PROMPT ▸
Below is a listing; restate from it, character for character, the lines beginning at the line holding "# put a marker on every instance of the window, response" and ending at the line holding "Target: neon sign", both included.

DATA EXTRACT START

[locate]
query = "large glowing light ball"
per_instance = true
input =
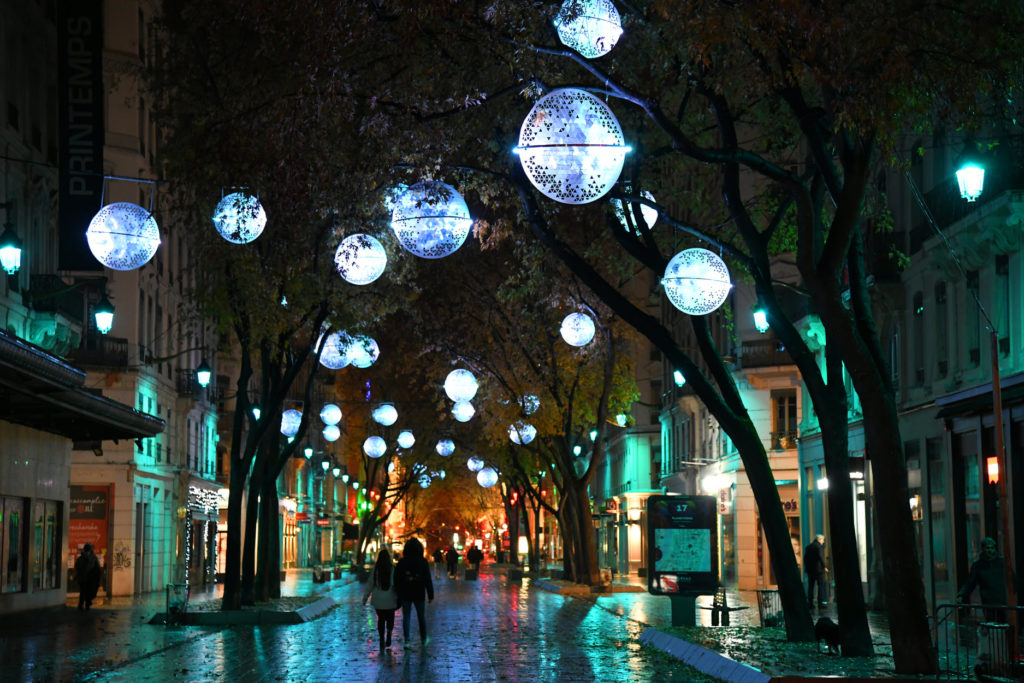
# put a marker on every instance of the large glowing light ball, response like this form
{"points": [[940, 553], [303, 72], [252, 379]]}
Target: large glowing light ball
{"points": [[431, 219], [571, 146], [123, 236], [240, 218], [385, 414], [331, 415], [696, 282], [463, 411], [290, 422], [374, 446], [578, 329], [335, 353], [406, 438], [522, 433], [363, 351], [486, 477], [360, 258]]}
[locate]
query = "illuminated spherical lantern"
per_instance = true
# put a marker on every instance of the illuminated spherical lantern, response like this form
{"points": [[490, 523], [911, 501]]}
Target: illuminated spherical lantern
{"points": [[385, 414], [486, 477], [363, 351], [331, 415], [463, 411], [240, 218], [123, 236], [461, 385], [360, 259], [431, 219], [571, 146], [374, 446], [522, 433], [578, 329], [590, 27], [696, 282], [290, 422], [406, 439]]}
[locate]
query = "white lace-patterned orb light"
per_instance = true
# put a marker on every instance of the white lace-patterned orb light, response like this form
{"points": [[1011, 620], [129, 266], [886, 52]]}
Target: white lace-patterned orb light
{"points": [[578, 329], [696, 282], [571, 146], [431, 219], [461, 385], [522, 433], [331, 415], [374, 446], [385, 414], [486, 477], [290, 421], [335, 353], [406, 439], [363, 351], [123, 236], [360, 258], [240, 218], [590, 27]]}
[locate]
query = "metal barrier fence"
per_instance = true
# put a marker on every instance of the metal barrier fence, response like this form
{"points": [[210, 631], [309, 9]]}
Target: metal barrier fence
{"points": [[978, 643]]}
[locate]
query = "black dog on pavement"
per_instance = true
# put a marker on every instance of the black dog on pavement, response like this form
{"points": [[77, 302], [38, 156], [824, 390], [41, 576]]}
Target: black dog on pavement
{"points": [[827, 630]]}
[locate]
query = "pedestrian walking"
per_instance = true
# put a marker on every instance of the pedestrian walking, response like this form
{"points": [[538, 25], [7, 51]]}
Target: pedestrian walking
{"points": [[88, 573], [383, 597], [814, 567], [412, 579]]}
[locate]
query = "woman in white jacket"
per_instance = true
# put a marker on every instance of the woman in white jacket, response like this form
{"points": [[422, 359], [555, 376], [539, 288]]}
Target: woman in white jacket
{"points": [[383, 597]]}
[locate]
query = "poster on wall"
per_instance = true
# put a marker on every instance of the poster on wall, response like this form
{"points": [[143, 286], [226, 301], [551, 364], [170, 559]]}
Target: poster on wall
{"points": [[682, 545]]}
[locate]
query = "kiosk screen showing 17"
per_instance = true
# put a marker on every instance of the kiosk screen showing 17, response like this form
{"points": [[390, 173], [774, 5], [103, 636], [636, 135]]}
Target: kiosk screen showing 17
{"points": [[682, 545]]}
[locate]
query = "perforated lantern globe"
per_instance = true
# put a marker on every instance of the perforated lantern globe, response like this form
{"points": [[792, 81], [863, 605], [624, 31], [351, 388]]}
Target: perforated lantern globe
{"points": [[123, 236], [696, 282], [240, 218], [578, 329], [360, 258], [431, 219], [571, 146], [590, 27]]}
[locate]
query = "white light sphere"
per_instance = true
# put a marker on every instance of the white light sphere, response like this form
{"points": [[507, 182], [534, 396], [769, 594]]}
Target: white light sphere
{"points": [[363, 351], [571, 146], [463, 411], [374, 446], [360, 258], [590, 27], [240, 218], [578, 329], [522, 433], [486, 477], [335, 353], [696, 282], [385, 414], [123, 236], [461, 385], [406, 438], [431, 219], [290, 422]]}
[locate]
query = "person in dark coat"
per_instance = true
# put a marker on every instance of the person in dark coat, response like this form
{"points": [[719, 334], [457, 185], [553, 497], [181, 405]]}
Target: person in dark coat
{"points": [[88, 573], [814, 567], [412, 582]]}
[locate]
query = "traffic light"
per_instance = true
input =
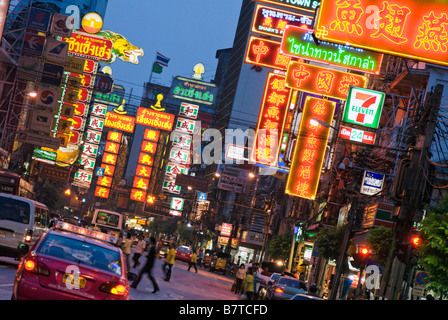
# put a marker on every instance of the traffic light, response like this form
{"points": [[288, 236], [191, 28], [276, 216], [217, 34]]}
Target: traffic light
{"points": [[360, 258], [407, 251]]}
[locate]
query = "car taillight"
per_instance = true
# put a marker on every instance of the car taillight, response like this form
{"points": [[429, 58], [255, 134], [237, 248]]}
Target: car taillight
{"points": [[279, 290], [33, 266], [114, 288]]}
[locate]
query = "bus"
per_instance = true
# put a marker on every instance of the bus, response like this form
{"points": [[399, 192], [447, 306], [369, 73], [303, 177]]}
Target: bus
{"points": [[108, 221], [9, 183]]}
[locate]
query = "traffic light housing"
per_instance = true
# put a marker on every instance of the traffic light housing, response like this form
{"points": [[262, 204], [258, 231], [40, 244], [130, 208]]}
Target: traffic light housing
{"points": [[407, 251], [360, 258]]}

DATA EXTRACT END
DATA EXTRACT START

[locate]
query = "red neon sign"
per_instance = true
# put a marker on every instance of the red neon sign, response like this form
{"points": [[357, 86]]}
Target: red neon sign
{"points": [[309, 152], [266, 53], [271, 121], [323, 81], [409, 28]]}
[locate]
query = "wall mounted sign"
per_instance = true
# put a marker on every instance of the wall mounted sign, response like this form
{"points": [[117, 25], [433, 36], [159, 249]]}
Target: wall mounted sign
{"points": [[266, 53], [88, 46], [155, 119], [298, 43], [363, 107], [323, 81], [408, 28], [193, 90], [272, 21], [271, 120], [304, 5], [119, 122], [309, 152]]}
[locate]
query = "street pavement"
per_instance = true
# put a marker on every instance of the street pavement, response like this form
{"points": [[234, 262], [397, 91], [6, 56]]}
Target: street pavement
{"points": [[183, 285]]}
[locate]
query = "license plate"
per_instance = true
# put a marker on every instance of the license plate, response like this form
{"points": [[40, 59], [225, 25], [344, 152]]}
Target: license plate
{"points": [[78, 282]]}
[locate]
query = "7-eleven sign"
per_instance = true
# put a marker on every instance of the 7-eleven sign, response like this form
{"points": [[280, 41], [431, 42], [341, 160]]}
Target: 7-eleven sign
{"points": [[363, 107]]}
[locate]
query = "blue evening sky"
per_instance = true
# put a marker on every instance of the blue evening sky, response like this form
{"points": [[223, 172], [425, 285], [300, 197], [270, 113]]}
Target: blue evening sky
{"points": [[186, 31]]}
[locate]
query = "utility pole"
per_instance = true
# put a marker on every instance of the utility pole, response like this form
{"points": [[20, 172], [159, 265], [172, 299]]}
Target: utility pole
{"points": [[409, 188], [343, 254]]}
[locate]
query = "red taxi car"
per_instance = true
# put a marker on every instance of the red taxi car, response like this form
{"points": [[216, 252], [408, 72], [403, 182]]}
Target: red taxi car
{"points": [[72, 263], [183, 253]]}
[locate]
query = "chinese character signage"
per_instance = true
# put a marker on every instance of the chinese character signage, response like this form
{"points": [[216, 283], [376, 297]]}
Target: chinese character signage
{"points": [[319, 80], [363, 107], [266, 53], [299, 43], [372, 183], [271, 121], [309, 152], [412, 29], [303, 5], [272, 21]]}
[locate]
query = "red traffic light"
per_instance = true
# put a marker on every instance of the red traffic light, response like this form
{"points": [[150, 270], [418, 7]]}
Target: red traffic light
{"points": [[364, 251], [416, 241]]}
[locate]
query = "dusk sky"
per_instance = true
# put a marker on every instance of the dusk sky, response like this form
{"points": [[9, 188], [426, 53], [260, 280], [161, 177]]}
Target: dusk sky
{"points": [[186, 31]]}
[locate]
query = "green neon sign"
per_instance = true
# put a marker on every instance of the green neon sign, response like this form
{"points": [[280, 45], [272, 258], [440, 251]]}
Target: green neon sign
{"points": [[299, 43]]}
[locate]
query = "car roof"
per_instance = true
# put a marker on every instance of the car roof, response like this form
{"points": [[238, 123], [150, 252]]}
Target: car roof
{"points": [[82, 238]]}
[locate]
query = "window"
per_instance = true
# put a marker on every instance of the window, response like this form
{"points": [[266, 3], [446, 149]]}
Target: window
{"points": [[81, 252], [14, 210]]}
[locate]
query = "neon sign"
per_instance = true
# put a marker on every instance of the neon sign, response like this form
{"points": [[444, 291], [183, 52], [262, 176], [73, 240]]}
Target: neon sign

DATA EXTRACT END
DATA EXTRACT START

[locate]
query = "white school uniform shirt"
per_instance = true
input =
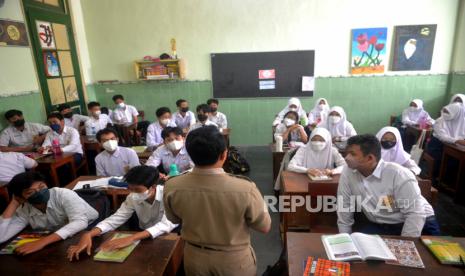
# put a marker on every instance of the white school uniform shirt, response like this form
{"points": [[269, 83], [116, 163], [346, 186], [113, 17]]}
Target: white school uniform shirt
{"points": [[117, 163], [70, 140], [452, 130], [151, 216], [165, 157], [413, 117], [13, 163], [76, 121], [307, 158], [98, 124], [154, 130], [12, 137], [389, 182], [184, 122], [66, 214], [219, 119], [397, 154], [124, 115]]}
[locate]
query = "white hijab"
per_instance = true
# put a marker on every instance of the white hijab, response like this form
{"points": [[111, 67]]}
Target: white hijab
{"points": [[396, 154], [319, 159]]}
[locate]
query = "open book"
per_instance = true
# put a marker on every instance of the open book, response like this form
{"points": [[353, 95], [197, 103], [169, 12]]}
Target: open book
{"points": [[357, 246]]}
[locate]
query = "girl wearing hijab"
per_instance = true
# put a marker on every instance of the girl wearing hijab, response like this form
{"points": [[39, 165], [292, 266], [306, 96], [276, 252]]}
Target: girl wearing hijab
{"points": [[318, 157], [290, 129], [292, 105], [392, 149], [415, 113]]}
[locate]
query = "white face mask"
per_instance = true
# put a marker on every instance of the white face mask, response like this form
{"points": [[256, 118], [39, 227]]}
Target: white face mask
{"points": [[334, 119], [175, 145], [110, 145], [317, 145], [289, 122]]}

DATA EXTRACT END

ANSWER TO THIS PROBLEM ▸
# put a marker on every instance of the window, response like this form
{"points": [[266, 3], [446, 149]]}
Target: window
{"points": [[81, 252], [14, 210]]}
[locate]
query = "neon sign"
per_instance = true
# put a marker on every instance of the neon sign, response like this form
{"points": [[444, 291], [183, 52], [262, 176], [73, 240]]}
Target: neon sign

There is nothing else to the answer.